> _Teks Kutipan_:
Pengertian
Tawadhu’ adalah rendah hati, tidak sombong. Pengertian yang lebih dalam
adalah kalau kita tidak melihat diri kita memiliki nilai lebih dibandingkan
hamba Allah yang lainnya.
Orang yang tawadhu’ adalah orang
menyadari bahwa semua kenikmatan yang didapatnya bersumber dari Allah SWT.
Yang dengan pemahamannya tersebut maka tidak pernah terbersit sedikitpun
dalam hatinya kesombongan dan merasa lebih baik dari orang lain, tidak merasa
bangga dengan potrensi dan prestasi yang sudah dicapainya.
Ia tetap rendah diri
dan selalu menjaga hati dan niat segala amal shalehnya dari segala sesuatu
selain Allah. Tetap menjaga keikhlasan amal ibadahnya hanya karena Allah.
Tawadhu
ialah bersikap tenang, sederhana dan sungguh-sungguh menjauhi perbuatan
takabbur (sombong), ataupun sum’ah ingin diketahui orang lain amal kebaikan
kita.
Tawadhu
merupakan salah satu bagian dari akhlak mulia jadi sudah selayaknya kita
sebagai umat muslim bersikap tawadhu, karena tawadhu merupakan salah satu
akhlak terpuji yang wajib dimiliki oleh setiap umat islam. Perhatikan sabda
Nabi SAW berikut ini :
Rasulullah
SAW bersabda: yang artinya “Tiada berkurang harta karena sedekah, dan Allah
tiada menambah pada seseorang yang memaafkan melainkan kemuliaan. Dan tiada seseorang yang bertawadhu’
kepada Allah, melainkan dimuliakan (mendapat ‘izzah) oleh Allah.
(HR. Muslim).
Iyadh
bin Himar ra. berkata: Bersabda Rasulullah SAW: “Sesungguhnya Allah SWT telah
mewahyukan kepadaku: “Bertawadhu’lah hingga seseorang tidak menyombongkan diri
terhadap lainnya dan seseorang tidak menganiaya terhadap lainnya.(HR. Muslim).

> _Data yang Diberikan_:

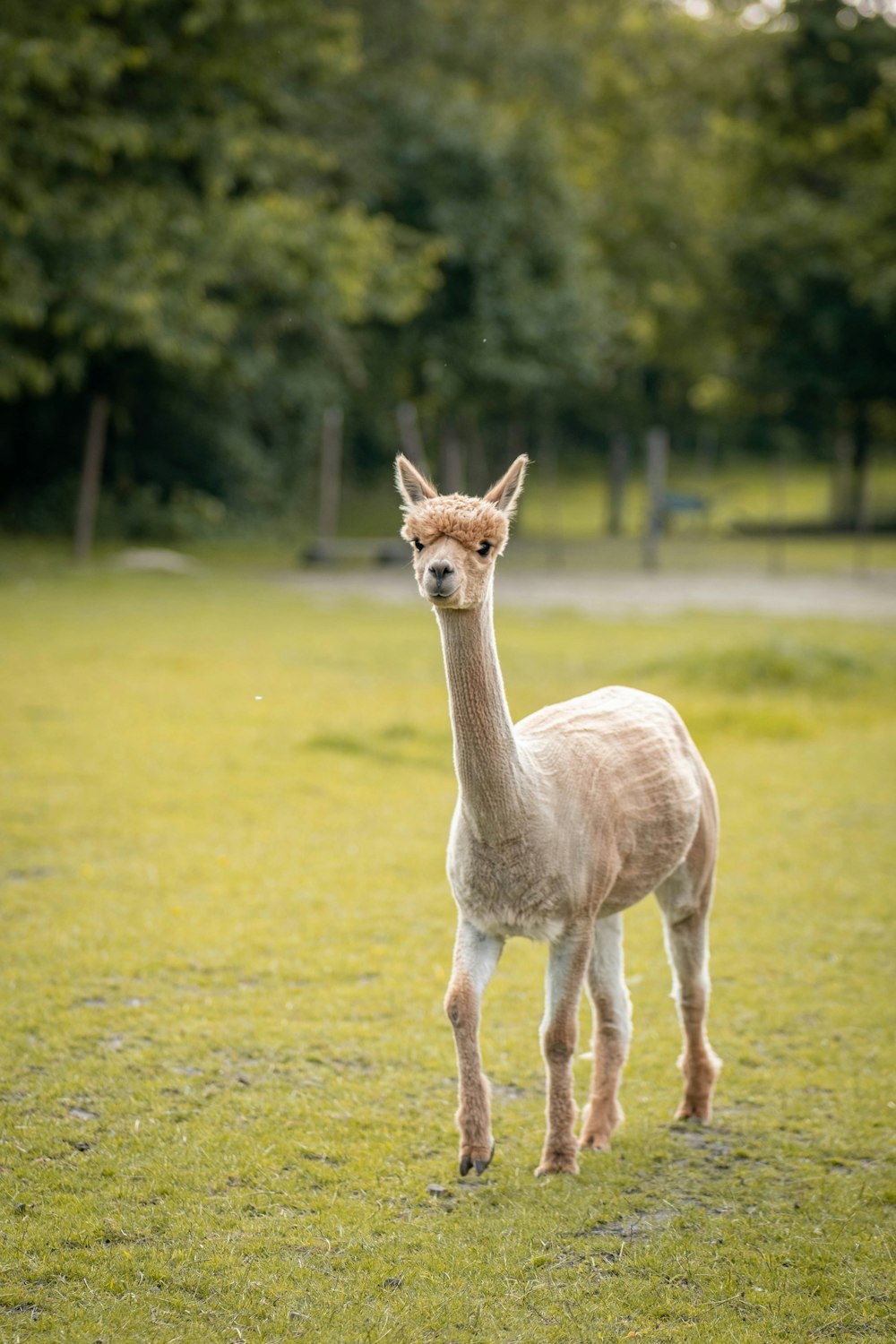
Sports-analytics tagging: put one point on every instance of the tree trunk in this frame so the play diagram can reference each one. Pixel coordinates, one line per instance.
(858, 502)
(330, 473)
(91, 476)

> _Petunjuk Tugas_:
1) Jawab pertanyaan berikut dari teks tentang tawadhu’.
(a) Dari mana sumber semua kenikmatan yang didapat orang yang tawadhu’?
(b) Dua perbuatan apa yang sungguh-sungguh dijauhi oleh orang yang bersikap tawadhu’?
(c) Dalam sabda yang diriwayatkan Muslim, apa yang tidak berkurang karena sedekah?
2) Jelaskan dengan satu sampai tiga kalimat, berdasarkan teks tentang tawadhu’, mengapa orang yang tawadhu’ tidak pernah merasa lebih baik dari orang lain.

> _Jawaban Tiap Tugas_:
1)
(a) Dari Allah SWT.
(b) Takabbur (sombong) dan sum’ah, yaitu ingin amal kebaikan kita diketahui orang lain.
(c) Harta.

2) Orang yang tawadhu’ menyadari bahwa semua kenikmatan yang didapatnya bersumber dari Allah SWT. Karena pemahaman itu, tidak sedikit pun terbersit kesombongan dalam hatinya. Ia juga tidak merasa bangga dengan prestasi yang sudah dicapainya.